Begin ROWS

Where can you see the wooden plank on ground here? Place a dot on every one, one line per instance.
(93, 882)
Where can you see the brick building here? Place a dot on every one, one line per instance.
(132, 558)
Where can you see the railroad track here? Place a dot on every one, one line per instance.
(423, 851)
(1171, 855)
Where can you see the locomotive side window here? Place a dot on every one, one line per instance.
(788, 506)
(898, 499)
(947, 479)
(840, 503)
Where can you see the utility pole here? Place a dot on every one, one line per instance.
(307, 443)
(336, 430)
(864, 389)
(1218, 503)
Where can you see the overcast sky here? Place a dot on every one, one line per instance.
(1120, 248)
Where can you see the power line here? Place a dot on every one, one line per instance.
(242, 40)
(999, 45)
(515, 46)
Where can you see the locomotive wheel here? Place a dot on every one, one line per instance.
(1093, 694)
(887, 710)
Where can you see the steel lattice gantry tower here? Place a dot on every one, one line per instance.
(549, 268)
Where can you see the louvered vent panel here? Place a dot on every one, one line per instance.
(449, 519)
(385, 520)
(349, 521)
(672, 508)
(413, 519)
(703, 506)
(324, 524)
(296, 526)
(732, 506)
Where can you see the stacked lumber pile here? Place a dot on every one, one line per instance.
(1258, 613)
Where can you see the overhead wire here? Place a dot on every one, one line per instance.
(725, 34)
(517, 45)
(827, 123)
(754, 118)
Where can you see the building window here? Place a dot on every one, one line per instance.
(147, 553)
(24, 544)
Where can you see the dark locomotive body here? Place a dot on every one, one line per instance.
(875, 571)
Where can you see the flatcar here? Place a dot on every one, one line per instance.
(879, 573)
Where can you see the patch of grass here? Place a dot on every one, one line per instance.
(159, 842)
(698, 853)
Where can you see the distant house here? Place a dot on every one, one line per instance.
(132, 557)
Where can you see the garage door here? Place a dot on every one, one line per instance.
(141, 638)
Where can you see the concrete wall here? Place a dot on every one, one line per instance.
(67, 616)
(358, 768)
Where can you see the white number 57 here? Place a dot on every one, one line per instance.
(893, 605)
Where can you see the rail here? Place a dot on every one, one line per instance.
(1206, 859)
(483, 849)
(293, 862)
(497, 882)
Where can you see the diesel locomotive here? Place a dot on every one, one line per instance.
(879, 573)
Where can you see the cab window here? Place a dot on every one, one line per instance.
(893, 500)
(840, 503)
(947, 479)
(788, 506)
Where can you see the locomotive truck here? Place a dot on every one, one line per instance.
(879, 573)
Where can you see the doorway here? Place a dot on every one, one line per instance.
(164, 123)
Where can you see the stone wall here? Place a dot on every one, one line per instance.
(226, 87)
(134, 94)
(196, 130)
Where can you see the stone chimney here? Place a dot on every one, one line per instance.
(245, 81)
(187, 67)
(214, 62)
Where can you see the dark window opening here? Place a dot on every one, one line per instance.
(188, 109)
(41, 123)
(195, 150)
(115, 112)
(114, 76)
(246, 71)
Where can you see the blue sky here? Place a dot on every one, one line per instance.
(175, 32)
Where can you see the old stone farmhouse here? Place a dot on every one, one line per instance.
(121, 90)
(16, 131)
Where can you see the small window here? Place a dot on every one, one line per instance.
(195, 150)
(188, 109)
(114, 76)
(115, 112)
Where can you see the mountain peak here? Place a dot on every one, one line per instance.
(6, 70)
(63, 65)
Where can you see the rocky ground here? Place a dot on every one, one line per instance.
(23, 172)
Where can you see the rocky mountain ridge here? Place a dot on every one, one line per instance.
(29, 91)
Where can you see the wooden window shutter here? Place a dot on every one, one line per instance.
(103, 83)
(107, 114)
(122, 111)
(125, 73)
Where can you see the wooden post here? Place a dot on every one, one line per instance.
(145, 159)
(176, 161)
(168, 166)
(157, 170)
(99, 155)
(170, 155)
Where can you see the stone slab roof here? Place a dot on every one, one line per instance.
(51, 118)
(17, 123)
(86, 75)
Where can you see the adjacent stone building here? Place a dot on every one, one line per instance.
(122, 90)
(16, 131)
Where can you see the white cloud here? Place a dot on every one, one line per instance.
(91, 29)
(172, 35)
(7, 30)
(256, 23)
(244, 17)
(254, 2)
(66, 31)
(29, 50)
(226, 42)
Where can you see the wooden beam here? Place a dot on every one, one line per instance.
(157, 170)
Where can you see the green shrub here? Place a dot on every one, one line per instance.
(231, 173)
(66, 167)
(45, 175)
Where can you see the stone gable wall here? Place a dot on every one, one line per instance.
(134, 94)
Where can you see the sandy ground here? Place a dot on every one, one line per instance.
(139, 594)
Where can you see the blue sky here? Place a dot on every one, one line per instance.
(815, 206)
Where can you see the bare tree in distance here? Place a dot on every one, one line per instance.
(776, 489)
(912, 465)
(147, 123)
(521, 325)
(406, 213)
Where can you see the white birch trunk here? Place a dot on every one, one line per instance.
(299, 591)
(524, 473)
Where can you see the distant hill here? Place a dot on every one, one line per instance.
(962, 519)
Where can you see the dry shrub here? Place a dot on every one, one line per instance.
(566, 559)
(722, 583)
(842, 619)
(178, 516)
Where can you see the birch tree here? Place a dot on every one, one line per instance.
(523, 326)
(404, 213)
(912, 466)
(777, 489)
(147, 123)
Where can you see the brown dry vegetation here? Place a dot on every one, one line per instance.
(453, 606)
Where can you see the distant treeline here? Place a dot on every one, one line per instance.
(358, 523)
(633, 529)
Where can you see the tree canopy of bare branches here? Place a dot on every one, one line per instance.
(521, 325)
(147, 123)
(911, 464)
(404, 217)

End ROWS

**GIVEN PROBLEM:** Please convert the part of the records that opens with the line containing "Where can you see the bare" and runs through the end of the records into a Markdown table with the columns Row and Entry, one row per line and blank lines left out.

**FULL ANSWER:**
| Row | Entry |
|---|---|
| 1 | Where can you see the bare tree in distance here? Place a dot on every one, one line per instance. |
| 2 | (776, 489) |
| 3 | (912, 465) |
| 4 | (147, 123) |
| 5 | (521, 325) |
| 6 | (406, 213) |
| 7 | Where can you see the white birch trunk here? Place a dot on every one, one line per instance. |
| 8 | (299, 591) |
| 9 | (524, 473) |
| 10 | Where can you see the distant hill here? Place a dot on every one, one line per instance. |
| 11 | (962, 519) |
| 12 | Where can you see the dry shrub here? Place a dot on every one, one line per instance. |
| 13 | (566, 559) |
| 14 | (722, 583) |
| 15 | (842, 619) |
| 16 | (178, 516) |
| 17 | Where can you see the birch tree here? Place a dot on every one, one line per instance. |
| 18 | (523, 326) |
| 19 | (404, 213) |
| 20 | (912, 466) |
| 21 | (777, 489) |
| 22 | (147, 123) |
| 23 | Where can you see the brown dry vegetation here? Place a dot on every one, one line per instance. |
| 24 | (453, 606) |
| 25 | Where can you see the distant treeline here? Place a dot on every one, one line per instance. |
| 26 | (358, 523) |
| 27 | (633, 529) |
| 28 | Where can you see the tree canopy of bare branches here? Place a dot on every one, one line per instance. |
| 29 | (521, 325) |
| 30 | (147, 123) |
| 31 | (911, 464) |
| 32 | (404, 217) |